**WHAT YOU NEED TO DO**
Only lines with the string "orange" matter here; gather them from the material below.

+ + +

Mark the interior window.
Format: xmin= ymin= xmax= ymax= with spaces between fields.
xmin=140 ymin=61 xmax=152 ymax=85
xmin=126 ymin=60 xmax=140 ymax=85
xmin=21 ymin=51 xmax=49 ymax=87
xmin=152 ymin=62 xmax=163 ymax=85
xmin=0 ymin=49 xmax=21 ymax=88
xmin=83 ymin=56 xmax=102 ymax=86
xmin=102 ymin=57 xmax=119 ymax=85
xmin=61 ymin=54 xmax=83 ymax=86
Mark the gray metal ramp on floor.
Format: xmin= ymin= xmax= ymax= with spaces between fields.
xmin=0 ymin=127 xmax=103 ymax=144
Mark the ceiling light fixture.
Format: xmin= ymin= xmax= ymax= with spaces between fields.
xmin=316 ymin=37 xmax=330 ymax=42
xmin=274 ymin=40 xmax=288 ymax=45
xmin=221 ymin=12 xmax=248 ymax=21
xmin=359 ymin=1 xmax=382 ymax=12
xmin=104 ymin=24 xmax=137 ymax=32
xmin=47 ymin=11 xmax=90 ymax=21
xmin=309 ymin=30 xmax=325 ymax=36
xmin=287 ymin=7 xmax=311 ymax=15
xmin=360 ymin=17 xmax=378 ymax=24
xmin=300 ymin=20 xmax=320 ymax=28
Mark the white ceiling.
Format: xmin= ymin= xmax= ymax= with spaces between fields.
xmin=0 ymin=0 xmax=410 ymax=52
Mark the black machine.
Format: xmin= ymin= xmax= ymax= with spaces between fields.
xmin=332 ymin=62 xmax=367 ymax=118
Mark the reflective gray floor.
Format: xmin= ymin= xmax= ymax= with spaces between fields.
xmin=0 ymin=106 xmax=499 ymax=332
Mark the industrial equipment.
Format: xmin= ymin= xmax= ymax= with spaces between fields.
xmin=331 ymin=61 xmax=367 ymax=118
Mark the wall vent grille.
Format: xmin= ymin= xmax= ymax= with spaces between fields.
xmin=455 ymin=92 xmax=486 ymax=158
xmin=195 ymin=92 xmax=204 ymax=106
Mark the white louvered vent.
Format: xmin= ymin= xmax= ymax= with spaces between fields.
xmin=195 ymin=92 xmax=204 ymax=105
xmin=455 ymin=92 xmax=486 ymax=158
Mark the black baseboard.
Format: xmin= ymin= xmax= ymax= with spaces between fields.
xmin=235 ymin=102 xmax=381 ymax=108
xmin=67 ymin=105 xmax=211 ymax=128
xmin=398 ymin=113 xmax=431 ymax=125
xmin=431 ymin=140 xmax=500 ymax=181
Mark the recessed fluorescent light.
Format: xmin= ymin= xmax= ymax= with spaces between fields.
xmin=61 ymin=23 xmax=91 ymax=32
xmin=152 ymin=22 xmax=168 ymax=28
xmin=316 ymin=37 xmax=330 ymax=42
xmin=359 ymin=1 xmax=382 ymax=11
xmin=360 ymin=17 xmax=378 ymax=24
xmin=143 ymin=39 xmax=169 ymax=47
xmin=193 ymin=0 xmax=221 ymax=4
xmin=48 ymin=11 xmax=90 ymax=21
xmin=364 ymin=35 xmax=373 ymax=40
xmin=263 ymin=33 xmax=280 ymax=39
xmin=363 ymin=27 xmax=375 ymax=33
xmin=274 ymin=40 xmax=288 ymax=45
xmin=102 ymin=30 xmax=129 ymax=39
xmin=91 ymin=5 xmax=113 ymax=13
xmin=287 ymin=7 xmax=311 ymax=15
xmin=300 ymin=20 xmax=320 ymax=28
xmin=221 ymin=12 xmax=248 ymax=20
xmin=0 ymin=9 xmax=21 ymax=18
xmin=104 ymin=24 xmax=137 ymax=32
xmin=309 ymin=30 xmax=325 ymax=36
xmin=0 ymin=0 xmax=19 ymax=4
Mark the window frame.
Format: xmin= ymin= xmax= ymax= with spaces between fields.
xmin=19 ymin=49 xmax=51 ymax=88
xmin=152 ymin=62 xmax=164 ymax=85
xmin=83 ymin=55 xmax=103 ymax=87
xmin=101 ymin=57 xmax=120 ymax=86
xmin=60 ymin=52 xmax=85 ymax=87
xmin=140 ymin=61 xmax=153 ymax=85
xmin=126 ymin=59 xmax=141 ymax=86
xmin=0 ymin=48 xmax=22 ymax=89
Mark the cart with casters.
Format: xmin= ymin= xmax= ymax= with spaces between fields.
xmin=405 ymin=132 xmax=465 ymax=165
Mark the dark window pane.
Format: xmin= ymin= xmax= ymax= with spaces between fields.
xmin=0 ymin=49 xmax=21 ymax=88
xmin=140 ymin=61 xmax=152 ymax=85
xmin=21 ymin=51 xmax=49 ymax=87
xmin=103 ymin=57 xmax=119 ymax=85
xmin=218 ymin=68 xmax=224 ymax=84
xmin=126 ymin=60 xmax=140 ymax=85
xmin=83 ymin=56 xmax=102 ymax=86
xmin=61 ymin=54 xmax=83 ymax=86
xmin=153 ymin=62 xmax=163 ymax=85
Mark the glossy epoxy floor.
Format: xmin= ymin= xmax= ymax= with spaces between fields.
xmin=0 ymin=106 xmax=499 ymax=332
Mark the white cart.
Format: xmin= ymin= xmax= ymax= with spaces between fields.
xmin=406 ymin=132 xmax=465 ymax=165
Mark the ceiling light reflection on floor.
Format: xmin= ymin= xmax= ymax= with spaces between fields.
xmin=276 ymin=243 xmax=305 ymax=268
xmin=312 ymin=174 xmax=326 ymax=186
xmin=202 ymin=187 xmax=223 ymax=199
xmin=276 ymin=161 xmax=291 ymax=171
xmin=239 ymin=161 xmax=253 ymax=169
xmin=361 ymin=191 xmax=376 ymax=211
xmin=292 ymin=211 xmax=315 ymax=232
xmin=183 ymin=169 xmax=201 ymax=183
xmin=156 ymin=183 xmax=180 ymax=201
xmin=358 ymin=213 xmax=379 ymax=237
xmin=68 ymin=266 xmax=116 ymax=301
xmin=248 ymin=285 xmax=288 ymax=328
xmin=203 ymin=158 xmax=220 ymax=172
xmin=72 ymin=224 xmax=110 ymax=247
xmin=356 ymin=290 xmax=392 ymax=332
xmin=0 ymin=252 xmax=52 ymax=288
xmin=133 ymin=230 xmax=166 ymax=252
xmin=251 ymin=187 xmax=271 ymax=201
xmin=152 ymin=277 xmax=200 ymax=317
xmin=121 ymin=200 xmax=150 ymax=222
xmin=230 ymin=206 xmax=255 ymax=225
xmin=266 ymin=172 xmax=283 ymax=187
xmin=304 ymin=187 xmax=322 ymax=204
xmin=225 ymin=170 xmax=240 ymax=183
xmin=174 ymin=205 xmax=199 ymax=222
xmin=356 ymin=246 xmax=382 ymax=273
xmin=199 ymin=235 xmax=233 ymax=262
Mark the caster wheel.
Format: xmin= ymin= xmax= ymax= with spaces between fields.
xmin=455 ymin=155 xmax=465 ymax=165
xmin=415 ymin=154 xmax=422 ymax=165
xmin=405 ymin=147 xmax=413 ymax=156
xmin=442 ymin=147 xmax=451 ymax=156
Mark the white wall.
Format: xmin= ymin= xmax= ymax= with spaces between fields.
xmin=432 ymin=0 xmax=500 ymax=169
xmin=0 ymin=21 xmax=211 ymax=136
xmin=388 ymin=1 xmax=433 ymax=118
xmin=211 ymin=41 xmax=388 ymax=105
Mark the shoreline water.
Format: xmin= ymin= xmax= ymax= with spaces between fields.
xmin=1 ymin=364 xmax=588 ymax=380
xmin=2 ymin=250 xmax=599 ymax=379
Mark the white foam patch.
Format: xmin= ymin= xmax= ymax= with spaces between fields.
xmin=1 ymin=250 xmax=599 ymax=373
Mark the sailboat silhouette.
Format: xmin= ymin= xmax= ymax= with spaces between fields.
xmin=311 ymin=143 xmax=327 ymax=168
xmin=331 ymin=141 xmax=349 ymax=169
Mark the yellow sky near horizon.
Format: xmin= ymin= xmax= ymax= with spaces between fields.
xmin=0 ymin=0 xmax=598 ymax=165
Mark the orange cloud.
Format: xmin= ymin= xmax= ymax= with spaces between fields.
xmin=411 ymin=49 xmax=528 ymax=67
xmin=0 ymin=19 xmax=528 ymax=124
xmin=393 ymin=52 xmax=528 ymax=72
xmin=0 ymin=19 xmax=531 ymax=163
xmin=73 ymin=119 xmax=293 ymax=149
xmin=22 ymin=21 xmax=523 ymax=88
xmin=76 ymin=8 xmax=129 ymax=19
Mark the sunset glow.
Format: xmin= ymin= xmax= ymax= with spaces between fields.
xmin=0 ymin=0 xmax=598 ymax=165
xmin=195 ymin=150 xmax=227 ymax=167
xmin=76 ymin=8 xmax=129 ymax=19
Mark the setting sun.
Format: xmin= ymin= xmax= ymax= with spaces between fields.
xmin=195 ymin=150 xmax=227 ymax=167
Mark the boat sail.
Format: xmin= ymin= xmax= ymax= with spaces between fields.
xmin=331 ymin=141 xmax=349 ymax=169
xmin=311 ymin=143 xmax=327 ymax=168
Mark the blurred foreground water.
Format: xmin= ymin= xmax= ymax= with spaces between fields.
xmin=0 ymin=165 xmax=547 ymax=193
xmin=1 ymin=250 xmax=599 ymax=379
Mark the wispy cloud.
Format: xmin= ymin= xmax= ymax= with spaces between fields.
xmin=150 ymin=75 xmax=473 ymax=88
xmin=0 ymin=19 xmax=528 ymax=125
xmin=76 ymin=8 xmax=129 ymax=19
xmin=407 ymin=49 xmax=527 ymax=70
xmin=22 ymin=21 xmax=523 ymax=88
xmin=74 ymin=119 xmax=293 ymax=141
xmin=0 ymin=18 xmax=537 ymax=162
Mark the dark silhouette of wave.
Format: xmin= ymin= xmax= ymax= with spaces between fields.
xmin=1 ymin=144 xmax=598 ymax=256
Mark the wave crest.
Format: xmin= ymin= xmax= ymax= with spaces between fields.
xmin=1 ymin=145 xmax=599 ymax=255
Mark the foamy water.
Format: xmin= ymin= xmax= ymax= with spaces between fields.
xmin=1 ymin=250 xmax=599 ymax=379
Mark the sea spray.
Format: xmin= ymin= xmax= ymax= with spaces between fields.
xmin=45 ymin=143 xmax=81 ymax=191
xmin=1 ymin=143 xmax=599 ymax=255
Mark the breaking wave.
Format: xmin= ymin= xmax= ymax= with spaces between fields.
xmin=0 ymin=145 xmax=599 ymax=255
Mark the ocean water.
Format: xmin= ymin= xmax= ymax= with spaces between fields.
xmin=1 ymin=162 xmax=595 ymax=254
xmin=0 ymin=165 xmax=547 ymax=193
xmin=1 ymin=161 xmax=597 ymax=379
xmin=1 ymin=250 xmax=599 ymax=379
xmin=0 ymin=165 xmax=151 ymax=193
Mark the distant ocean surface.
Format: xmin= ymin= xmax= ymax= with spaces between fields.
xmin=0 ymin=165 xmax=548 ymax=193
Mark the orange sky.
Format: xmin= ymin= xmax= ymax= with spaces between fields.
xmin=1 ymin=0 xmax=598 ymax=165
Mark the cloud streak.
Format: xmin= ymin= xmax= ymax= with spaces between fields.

+ + +

**RESPONSE**
Mark the orange cloud.
Mark the orange sky.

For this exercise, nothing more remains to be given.